| Document excerpt |
----

Protein binders—reagents such as antibodies that bind a specific target protein—have a reach both deep and wide in biological research. They may be used to label and image a protein within tissue, to isolate cells on the basis of marker expression, or to physically capture a protein from a complex biological mixture, to name just a few applications. Binders are essential tools for virtually every biological research discipline, and in every biological system.

For such important tools, one would expect to have a system in place that consistently delivers high-quality reagents. Lamentably, this is not the case. Systematic studies of antibody performance, specific cases of performance problems (such as the recent debate over the protein irisin), and the anecdotal experiences of researchers in many disciplines lead to the conclusion that many binders perform suboptimally and may often not be used with enough care. Poor antibodies may well contribute to the now much-discussed irreproducibility of some published results.

The problem of antibody performance is complex, for many reasons. The definition of a high-quality binder is very context and application dependent. Strong and specific binding in vitro does not necessarily predict performance in blood, tissue or electrophoretically-separated lysate, for example, where epitope presence or accessibility as well as relative target concentration may vary. It is not trivial to validate a binder for all possible applications, and even a well-characterized tool may perform suboptimally in a new context. This does not mean that validation should not be done, just that it cannot be perfect.

Furthermore, as recently pointed out in Nature, the identity of commercially available research antibodies is often distressingly murky. The same reagents may be sold under different names, or, conversely, a particular identifier may not always deliver the same binder. On top of this, a culture persists in which too many commercial binders simply do not work well, and researchers continue to purchase suboptimal reagents.

----

| Work instructions |
From the passage on protein binders, reproduce word for word the part that opens with the words containing "Furthermore, as recently" and closes with "purchase suboptimal reagents.".

----

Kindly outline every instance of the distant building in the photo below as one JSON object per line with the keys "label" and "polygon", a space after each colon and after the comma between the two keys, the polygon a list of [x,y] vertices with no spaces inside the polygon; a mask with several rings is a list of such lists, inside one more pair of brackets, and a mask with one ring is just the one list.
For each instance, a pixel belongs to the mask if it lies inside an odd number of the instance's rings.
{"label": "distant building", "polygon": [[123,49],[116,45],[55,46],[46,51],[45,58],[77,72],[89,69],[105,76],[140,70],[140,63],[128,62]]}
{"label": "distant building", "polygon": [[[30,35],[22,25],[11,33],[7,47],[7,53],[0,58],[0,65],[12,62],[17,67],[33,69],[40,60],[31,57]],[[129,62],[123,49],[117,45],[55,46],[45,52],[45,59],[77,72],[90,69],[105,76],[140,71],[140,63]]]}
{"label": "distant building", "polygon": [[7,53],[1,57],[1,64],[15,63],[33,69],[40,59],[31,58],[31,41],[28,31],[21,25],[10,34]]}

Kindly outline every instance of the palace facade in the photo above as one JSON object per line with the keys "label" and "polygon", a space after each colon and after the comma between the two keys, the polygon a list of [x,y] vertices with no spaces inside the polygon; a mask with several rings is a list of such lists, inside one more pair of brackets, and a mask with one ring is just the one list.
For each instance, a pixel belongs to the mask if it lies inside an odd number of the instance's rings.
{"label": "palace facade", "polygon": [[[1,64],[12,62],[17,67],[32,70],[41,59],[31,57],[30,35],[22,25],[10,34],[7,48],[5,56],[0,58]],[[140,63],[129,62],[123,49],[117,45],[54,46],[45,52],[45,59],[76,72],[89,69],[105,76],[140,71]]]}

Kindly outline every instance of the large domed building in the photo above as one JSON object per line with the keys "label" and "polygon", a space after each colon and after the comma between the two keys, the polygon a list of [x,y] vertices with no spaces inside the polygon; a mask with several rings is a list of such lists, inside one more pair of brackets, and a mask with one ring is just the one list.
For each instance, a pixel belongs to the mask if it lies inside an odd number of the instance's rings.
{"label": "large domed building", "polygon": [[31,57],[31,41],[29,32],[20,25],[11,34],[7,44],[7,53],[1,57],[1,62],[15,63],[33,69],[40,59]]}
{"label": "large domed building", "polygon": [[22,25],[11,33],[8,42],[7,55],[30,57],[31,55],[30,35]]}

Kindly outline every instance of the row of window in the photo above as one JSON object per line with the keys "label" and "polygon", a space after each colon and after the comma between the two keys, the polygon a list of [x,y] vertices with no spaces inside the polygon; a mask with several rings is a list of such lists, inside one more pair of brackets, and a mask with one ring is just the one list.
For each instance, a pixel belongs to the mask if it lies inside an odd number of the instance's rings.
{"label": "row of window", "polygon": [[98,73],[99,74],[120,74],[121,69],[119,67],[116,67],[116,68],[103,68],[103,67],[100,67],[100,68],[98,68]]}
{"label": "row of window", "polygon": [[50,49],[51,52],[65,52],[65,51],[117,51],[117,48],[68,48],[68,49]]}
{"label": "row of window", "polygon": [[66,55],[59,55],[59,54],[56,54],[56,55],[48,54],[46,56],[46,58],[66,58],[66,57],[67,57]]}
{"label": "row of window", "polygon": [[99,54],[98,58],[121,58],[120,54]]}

----

| Result of this exercise |
Furthermore, as recently pointed out in Nature, the identity of commercially available research antibodies is often distressingly murky. The same reagents may be sold under different names, or, conversely, a particular identifier may not always deliver the same binder. On top of this, a culture persists in which too many commercial binders simply do not work well, and researchers continue to purchase suboptimal reagents.